Provided passage:
They're not what you'd call export models and don't have English instructions. In fact, if there ever were instructions in any language included, they had become separated by the time I acquired mine. There is some Russian writing on the box, and rockhound Karl Vermillion has supplied the following translation (done by a Russian reading co-worker) and the following anecdotal information:
- The brand name of the instrument is translated as BIRI, which is the 4 letters found on the carton front. Curiously the carton calls it a BIRI-1 and on the detector back it calls itself a BIRI-2. The letters BIRI are the first letters of the first 4 words on the carton side. These 4 words literally translate to "keychain detector for radioactive radiation". I ask what other kind of radiation was there. His reply was that in Russian light is always called radiation. Radioactive radiation in Russian would be better translated as ionizing radiation in English.
The carton side says something like "Keychain Detector for Ionizing Radiation will give you plenty of warning about dangerous radiation".
The carton back is funny. It says that the device was made in the Ukraine, but the box is not written in Ukrainian. The top 3 groups of lines are the equivalent of our mil spec numbers, that have no real meaning. The fourth group says that it was made in the "Thermoplastic Automat" (apparently a huge factory complex, formerly entirely military) and the last line says it was made in the "Electromachine" division.
The only real information appears on the back of the detector. The chart says that under 12 flashes per minute is "safe". 24 to 60 flashes per minute equals 120 to 300 micro Roentgens per hour. Continuous light means more than 3000 micro Roentgens per hour (3 milli Roentgens per hour). For comparison, normal background is about 10 micro Roentgens per hour, and total lethal dose is about 300 Roentgens in a 24 hour period. New York to LA flights and chest X-rays are both several Roentgens, I believe. A Roentgen is a measure of the number of particles zippin through your body weighted by the damage each of them cause. A measure of how fast you're gonna die, basically.

The request: Copy the keychain detector passage word for word, everything from "The only real" down to "gonna die, basically.".

Dataset rows:
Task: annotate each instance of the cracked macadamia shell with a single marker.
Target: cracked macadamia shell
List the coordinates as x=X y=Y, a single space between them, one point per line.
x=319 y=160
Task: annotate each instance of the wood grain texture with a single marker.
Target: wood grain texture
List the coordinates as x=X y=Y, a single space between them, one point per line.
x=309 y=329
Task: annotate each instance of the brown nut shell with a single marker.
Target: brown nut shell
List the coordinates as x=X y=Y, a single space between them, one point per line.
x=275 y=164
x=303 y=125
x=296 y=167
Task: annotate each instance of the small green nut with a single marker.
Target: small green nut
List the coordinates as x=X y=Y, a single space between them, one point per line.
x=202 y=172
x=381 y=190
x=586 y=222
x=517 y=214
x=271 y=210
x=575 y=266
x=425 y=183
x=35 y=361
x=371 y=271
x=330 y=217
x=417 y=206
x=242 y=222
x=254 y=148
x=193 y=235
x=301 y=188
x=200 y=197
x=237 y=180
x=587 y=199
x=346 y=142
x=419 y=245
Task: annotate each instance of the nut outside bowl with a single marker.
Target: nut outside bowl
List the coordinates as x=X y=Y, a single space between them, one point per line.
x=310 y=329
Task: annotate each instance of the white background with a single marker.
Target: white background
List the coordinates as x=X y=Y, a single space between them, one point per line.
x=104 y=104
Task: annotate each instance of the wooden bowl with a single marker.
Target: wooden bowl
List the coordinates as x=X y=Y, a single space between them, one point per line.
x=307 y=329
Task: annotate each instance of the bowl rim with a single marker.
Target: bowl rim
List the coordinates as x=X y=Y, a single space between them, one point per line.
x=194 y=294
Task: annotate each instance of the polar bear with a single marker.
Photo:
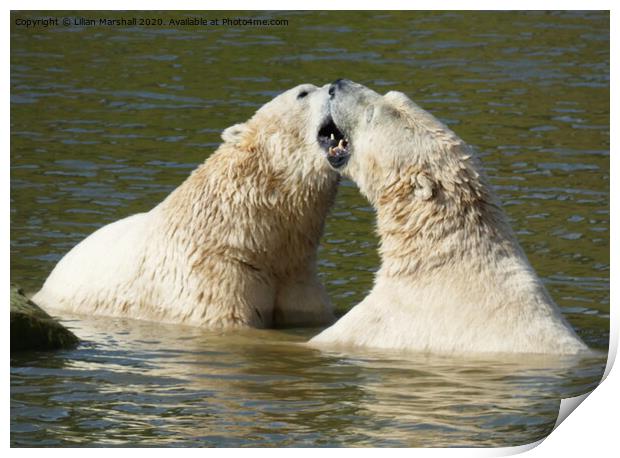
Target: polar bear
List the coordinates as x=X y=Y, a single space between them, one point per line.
x=233 y=246
x=453 y=278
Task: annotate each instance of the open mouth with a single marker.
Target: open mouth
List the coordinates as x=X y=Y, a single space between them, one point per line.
x=333 y=142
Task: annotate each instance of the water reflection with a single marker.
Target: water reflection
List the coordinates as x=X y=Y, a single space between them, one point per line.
x=148 y=384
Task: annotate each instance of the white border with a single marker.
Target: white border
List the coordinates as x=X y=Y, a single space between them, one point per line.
x=589 y=431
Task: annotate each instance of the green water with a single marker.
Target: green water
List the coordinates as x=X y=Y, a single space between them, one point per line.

The reply:
The only real information appears on the back of the detector. The chart says that under 12 flashes per minute is "safe". 24 to 60 flashes per minute equals 120 to 300 micro Roentgens per hour. Continuous light means more than 3000 micro Roentgens per hour (3 milli Roentgens per hour). For comparison, normal background is about 10 micro Roentgens per hour, and total lethal dose is about 300 Roentgens in a 24 hour period. New York to LA flights and chest X-rays are both several Roentgens, I believe. A Roentgen is a measure of the number of particles zippin through your body weighted by the damage each of them cause. A measure of how fast you're gonna die, basically.